Goal:
Reproduce the listing from the line containing "Point out the utility" through the end of the listing, requests included, and give only those lines. Multiply each bounding-box coordinate in the answers by 0.9 and round to whole numbers, with halves rounded up, but leave the numbers in the requests and their sample boxes unchanged.
══════
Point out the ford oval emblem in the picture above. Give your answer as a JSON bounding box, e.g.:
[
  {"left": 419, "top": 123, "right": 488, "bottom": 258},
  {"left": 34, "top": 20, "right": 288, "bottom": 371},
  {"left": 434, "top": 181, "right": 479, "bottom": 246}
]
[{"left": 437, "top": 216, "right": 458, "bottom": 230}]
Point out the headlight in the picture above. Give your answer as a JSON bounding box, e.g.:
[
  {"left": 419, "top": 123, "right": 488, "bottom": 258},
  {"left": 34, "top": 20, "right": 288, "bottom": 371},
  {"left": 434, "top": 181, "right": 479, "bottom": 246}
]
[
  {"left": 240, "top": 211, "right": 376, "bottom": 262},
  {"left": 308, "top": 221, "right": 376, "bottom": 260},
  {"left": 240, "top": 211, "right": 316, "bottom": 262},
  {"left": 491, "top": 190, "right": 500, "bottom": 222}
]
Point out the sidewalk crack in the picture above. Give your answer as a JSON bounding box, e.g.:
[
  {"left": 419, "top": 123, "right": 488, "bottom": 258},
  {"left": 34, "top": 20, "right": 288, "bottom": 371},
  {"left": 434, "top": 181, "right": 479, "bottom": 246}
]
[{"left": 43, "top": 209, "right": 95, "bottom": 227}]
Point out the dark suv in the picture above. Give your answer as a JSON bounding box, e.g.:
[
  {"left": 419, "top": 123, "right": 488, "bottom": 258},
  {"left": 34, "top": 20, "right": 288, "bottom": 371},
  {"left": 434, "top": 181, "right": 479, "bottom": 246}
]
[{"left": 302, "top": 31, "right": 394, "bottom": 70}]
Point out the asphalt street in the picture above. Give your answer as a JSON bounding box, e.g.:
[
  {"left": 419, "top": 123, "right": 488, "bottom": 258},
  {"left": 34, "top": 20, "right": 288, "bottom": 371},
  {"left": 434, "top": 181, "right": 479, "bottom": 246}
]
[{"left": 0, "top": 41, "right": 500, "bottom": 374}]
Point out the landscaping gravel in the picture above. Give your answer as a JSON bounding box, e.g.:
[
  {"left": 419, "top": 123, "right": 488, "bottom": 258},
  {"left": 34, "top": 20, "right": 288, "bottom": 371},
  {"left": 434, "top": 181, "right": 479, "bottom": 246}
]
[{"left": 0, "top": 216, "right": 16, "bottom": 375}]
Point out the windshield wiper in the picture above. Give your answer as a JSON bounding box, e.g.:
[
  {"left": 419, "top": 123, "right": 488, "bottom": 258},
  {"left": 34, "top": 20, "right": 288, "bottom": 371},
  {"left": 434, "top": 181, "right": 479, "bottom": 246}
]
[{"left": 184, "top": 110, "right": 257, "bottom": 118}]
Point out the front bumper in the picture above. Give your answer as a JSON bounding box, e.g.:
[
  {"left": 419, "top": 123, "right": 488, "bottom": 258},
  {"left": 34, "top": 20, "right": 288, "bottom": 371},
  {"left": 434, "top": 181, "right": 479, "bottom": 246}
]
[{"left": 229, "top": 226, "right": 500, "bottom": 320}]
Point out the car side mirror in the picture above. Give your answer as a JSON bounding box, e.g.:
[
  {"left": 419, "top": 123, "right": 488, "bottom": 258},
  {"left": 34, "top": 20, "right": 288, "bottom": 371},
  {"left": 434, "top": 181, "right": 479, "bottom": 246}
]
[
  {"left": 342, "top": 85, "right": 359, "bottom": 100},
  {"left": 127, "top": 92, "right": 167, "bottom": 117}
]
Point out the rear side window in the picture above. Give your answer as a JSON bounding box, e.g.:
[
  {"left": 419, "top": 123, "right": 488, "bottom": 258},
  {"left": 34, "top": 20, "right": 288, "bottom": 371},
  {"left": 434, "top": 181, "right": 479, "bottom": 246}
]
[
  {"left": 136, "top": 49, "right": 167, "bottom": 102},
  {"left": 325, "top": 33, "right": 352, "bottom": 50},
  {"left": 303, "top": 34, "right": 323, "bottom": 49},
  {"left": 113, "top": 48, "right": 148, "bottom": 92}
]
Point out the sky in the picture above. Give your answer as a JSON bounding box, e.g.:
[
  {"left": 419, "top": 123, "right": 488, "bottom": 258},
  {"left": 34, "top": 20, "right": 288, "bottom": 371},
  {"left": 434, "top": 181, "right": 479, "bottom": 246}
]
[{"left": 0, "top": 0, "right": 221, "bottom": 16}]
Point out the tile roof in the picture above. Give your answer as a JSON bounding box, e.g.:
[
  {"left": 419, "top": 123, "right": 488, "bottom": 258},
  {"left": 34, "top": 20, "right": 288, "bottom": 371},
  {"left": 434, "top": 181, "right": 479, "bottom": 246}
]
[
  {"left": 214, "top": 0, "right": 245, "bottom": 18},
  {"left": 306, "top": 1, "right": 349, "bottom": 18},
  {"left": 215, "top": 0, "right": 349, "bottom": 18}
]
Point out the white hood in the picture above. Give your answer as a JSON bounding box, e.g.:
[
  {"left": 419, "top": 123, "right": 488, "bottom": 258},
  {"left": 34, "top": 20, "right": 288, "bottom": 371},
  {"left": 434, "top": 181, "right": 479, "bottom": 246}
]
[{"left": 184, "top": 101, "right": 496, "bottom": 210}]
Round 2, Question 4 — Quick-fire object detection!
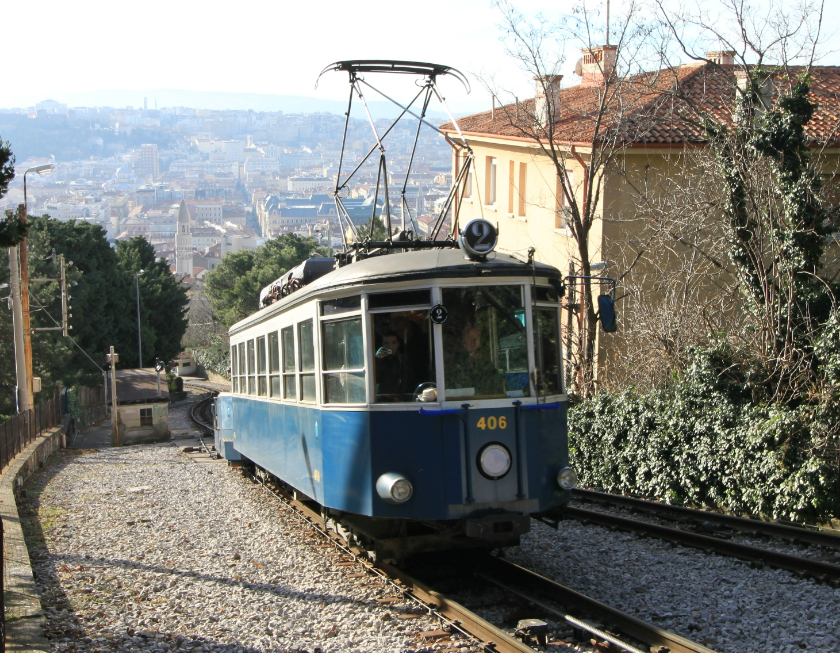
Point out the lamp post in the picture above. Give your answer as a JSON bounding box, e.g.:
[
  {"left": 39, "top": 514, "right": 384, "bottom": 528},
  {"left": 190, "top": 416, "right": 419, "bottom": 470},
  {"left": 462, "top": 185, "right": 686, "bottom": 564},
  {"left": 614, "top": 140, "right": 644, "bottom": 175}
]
[
  {"left": 9, "top": 163, "right": 55, "bottom": 413},
  {"left": 134, "top": 270, "right": 143, "bottom": 370}
]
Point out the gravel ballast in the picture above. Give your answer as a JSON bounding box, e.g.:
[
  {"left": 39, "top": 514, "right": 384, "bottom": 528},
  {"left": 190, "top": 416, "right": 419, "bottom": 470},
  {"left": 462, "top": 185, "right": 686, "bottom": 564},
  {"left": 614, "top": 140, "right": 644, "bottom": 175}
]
[
  {"left": 507, "top": 520, "right": 840, "bottom": 653},
  {"left": 21, "top": 443, "right": 840, "bottom": 653},
  {"left": 21, "top": 444, "right": 446, "bottom": 653}
]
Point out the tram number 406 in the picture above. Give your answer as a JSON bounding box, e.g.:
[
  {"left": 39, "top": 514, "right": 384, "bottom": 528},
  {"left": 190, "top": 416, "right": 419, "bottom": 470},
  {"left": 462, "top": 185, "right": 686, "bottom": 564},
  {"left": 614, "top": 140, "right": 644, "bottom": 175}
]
[{"left": 476, "top": 415, "right": 507, "bottom": 431}]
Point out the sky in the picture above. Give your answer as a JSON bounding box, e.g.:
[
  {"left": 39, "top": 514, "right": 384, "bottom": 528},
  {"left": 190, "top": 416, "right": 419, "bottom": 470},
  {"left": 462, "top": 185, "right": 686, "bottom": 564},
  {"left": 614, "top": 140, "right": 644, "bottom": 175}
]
[{"left": 0, "top": 0, "right": 840, "bottom": 110}]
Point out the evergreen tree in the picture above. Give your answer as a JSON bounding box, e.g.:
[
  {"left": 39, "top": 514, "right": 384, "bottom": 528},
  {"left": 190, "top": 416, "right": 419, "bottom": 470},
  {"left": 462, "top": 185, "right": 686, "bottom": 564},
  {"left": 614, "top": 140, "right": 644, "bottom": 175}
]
[{"left": 117, "top": 236, "right": 188, "bottom": 367}]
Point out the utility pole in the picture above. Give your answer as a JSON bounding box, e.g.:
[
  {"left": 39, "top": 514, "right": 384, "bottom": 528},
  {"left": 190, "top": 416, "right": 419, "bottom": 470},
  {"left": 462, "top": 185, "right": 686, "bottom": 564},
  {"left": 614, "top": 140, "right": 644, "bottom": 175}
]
[
  {"left": 134, "top": 270, "right": 143, "bottom": 370},
  {"left": 18, "top": 201, "right": 35, "bottom": 408},
  {"left": 108, "top": 345, "right": 120, "bottom": 447},
  {"left": 15, "top": 163, "right": 55, "bottom": 408},
  {"left": 9, "top": 247, "right": 32, "bottom": 415}
]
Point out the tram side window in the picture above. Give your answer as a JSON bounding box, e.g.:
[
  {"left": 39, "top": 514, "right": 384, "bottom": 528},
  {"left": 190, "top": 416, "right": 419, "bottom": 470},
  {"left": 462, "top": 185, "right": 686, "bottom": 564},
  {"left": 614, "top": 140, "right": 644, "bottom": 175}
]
══════
Written answer:
Point out the utility pole in the picture above. Give your answer as a JSON bounding box, e.g.:
[
  {"left": 39, "top": 514, "right": 384, "bottom": 528},
  {"left": 190, "top": 416, "right": 419, "bottom": 470},
  {"left": 462, "top": 185, "right": 686, "bottom": 564},
  {"left": 614, "top": 140, "right": 644, "bottom": 175}
]
[
  {"left": 121, "top": 243, "right": 129, "bottom": 333},
  {"left": 16, "top": 181, "right": 32, "bottom": 367},
  {"left": 97, "top": 311, "right": 108, "bottom": 402},
  {"left": 14, "top": 147, "right": 50, "bottom": 367},
  {"left": 8, "top": 222, "right": 29, "bottom": 374}
]
Point out the tram side window in the picture above. Give your answer as a JSON bounding box, e.g.:
[
  {"left": 39, "top": 514, "right": 384, "bottom": 528},
  {"left": 190, "top": 416, "right": 419, "bottom": 470},
  {"left": 462, "top": 185, "right": 686, "bottom": 564},
  {"left": 614, "top": 140, "right": 644, "bottom": 175}
]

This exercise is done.